▸ **WHAT THE TASK ASKS**
Output the lines below as a numbered list, leaving out blank lines and pictures.

▸ **EXTRACTED MATERIAL**
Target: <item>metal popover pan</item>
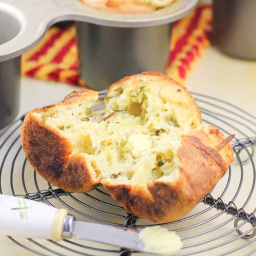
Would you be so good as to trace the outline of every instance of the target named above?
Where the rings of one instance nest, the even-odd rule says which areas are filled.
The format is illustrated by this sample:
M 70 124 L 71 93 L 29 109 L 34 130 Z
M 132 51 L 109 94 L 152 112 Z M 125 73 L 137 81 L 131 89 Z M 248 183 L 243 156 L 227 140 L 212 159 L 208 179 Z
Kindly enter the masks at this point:
M 169 6 L 151 13 L 129 14 L 102 12 L 77 0 L 1 0 L 0 12 L 8 13 L 9 18 L 17 21 L 20 29 L 13 38 L 0 45 L 0 61 L 32 48 L 47 28 L 58 22 L 72 20 L 119 28 L 152 27 L 180 19 L 198 2 L 176 0 Z

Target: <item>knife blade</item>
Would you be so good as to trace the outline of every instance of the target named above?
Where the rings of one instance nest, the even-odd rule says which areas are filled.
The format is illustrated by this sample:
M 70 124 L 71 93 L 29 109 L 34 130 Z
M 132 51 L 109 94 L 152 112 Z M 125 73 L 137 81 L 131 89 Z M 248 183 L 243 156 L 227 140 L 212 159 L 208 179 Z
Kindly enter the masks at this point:
M 78 238 L 155 253 L 145 249 L 137 229 L 77 221 L 74 221 L 73 229 L 73 234 Z
M 51 239 L 77 237 L 148 253 L 135 229 L 84 222 L 68 215 L 66 209 L 56 209 L 45 204 L 0 194 L 0 234 Z

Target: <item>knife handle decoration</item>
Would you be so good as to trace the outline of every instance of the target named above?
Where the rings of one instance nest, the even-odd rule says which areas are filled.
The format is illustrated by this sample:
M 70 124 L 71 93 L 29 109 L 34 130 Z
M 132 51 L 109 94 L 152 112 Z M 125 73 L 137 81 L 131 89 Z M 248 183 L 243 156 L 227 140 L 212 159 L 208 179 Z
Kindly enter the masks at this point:
M 0 234 L 58 242 L 72 237 L 74 220 L 66 209 L 0 195 Z

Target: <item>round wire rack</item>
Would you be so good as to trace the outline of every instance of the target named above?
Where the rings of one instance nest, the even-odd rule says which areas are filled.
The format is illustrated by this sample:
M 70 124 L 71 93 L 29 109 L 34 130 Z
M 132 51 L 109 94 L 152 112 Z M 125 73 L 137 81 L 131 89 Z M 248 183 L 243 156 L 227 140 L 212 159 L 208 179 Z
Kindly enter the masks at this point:
M 105 93 L 99 92 L 99 97 L 103 98 Z M 48 183 L 33 169 L 22 150 L 19 133 L 25 115 L 0 132 L 0 193 L 66 207 L 79 220 L 139 229 L 162 225 L 181 237 L 183 246 L 179 255 L 256 253 L 256 118 L 230 103 L 191 94 L 204 123 L 214 125 L 227 136 L 236 135 L 231 142 L 236 160 L 210 194 L 183 219 L 172 223 L 153 223 L 126 212 L 101 186 L 91 192 L 78 194 L 66 192 Z M 94 108 L 103 114 L 102 103 Z M 38 255 L 143 255 L 75 239 L 55 243 L 9 238 Z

▸ **RESULT**
1. Target: <item>metal popover pan</item>
2. Would you be so good as to trace the outline of every instance of the target named above?
3. Where the rings of one instance nest, the even-odd rule says which areas are filled.
4. The format is illustrated by this sample:
5. M 70 124 L 71 93 L 29 109 L 34 130 Z
6. M 132 51 L 109 94 L 152 112 Z M 125 73 L 137 81 L 131 89 Z M 248 183 L 243 156 L 227 140 L 212 159 L 208 179 Z
7. Kindly enter the masks at this point:
8. M 169 6 L 151 13 L 129 14 L 102 12 L 77 0 L 1 0 L 0 12 L 8 13 L 9 18 L 17 21 L 20 29 L 13 38 L 0 45 L 0 61 L 32 48 L 47 28 L 58 22 L 72 20 L 119 28 L 152 27 L 180 19 L 198 2 L 176 0 Z
9. Target: <item>knife blade</item>
10. Would you be so good as to trace the outline of every instance of the target named above?
11. Where the rings of one instance nest, the even-odd rule says which areas are filled.
12. The format is illustrated by this sample:
13. M 70 124 L 71 93 L 29 109 L 34 130 Z
14. M 132 51 L 109 94 L 152 112 Z M 125 73 L 137 81 L 131 89 Z M 248 183 L 243 156 L 227 140 L 212 159 L 208 179 Z
15. Kindly enter the masks at this point:
16. M 78 238 L 155 253 L 145 249 L 137 229 L 77 221 L 74 221 L 73 229 L 73 234 Z
17. M 51 239 L 77 237 L 148 253 L 135 229 L 84 222 L 68 215 L 66 209 L 56 209 L 45 204 L 0 194 L 0 234 Z
18. Target: <item>knife handle decoration</item>
19. Would you be so good as to trace the outline of every instance of the target named above?
20. Where the rings of one instance nest, the even-odd rule says which areas are filled.
21. The format is illustrated by this sample:
22. M 70 124 L 71 93 L 29 109 L 34 130 Z
23. M 132 51 L 109 94 L 152 112 Z M 125 73 L 137 81 L 131 89 Z M 248 183 L 243 156 L 227 140 L 212 159 L 208 179 Z
24. Kindly enter the masks at this point:
25. M 0 234 L 58 242 L 72 237 L 74 220 L 66 209 L 0 195 Z
26. Target: <item>round wire rack</item>
27. Would you be so good as to trace the outline of every instance of the target named above?
28. Where the rings of one instance nest, the even-odd rule says which areas are filled.
29. The format is illustrated by this sample:
30. M 70 124 L 71 93 L 29 109 L 34 130 Z
31. M 132 51 L 109 94 L 152 112 Z M 125 73 L 137 81 L 131 89 Z M 248 183 L 243 156 L 227 140 L 212 159 L 208 179 Z
32. Kindly enter the masks at this point:
33. M 105 93 L 99 92 L 99 97 L 103 98 Z M 48 183 L 33 169 L 22 150 L 19 133 L 25 115 L 0 132 L 0 193 L 66 207 L 79 220 L 139 229 L 162 225 L 181 237 L 183 246 L 179 255 L 256 253 L 256 118 L 230 103 L 191 94 L 204 123 L 214 125 L 227 136 L 236 135 L 231 142 L 236 160 L 210 194 L 183 219 L 172 223 L 153 223 L 126 212 L 101 186 L 91 192 L 78 194 L 66 192 Z M 94 108 L 103 114 L 102 103 Z M 38 255 L 143 255 L 75 239 L 55 243 L 9 238 Z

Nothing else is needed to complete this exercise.